> **SELECTED TEXT**

Better for whom? What's the rush? No God? that's good news for everyone, isn't it?


----------



## bharbeke (Mar 4, 2013)

I don't pretend to know your life or situation, but even if this life is it, there is still value in living it. Is there anything that brings you joy, no matter how small or simple? Please talk to someone in real life about what you are thinking and feeling, whether that is family, a close friend, a professional counselor, or anyone else you would be comfortable opening up to. Your life is precious, and you should hold onto it.


----------



## Couchie (Dec 9, 2010)

atsizat said:


> The sooner I die, the better it is. And I don't believe in religions that were born in Middle East. There is no God. There isn't even one God.


Silly as conceptions of God our ancients friends may have come up with, it's even more silly to say that there is no God. You don't know. The purpose of everything, who knows, we've only been really investigating what nature is seriously for a few hundred years or so, a blink in the eye on the timescales the universe observes. I don't know what the point of this whole little project is, but as long as there people out there investigating and adding to our knowledge of what is and isn't, this whole thing is still worth doing. Stop looking for meaning. Figure out what you want your little purpose to be to help, and do it. Angst may derive from choice, but consider how much worse the alternative would be.


----------



## KenOC (Mar 7, 2011)

One suggestion I wish I had followed. When all seems bleak, just get out of your house onto the street. Look for someone who needs help and see what you can do.


----------



## Couchie (Dec 9, 2010)

KenOC said:


> One suggestion I wish I had followed. When all seems bleak, just get out of your house onto the street. Look for someone who needs help and see what you can do.


True. I think a lot of depression is actually just egomania (being preoccupied with yourself) combined with a lack of self-esteem but too intelligent to be seduced by the normal coping mechanisms (religion, social climbing, acquiring wealth, etc.) which leads to a lot of cyclical thinking and losing hope when you get nowhere. Get out in the world and do some stuff, there is more interesting things out there than yourself.


----------



## Capeditiea (Feb 23, 2018)

Couchie said:


> True. I think a lot of depression is actually just egomania (being preoccupied with yourself) combined with a lack of self-esteem but too intelligent to be seduced by the normal coping mechanisms (religion, social climbing, acquiring wealth, etc.) which leads to a lot of cyclical thinking and losing hope when you get nowhere. Get out in the world and do some stuff, there is more interesting things out there than yourself.


this .


----------

> **LISTING**
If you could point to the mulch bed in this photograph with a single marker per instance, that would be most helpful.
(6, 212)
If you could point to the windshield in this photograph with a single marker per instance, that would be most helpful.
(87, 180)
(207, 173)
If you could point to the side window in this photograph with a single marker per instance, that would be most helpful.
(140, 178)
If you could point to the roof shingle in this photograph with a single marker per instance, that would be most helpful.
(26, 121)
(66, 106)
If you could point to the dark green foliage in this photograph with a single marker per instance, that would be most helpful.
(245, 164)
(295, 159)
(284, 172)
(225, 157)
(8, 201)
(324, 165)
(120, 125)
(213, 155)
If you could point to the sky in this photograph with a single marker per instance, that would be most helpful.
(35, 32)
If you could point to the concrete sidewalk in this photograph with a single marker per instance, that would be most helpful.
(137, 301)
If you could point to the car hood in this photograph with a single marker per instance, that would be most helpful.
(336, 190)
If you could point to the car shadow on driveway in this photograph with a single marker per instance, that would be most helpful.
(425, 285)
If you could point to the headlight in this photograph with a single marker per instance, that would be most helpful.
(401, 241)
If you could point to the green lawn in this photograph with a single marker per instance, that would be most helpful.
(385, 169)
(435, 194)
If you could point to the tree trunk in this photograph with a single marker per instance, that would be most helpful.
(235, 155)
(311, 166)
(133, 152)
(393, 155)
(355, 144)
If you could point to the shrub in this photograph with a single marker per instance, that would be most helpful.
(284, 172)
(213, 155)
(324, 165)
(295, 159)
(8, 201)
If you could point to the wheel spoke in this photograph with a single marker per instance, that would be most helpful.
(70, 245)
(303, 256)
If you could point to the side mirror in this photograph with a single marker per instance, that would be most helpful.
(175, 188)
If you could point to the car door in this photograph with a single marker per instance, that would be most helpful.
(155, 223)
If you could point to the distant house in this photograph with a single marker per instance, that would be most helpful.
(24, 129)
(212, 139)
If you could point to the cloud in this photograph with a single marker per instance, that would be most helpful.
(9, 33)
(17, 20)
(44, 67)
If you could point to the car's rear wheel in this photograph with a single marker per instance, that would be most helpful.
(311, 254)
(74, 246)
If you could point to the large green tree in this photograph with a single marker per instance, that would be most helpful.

> **WHAT THE EXERCISE ASKS**
Summarize the forum thread above in three sentences.

> **TASK RESPONSE**
Responding to a poster who wrote that the sooner they die the better and that there is no God, one member says life is still worth living, asks what brings them joy, and urges them to talk to someone in real life. Another calls it silly to claim there is no God and advises choosing a small purpose that helps and pursuing it. A third suggests going out to find someone who needs help when all seems bleak, and a reply agrees, calling much depression a preoccupation with oneself combined with low self-esteem and recommending getting out into the world.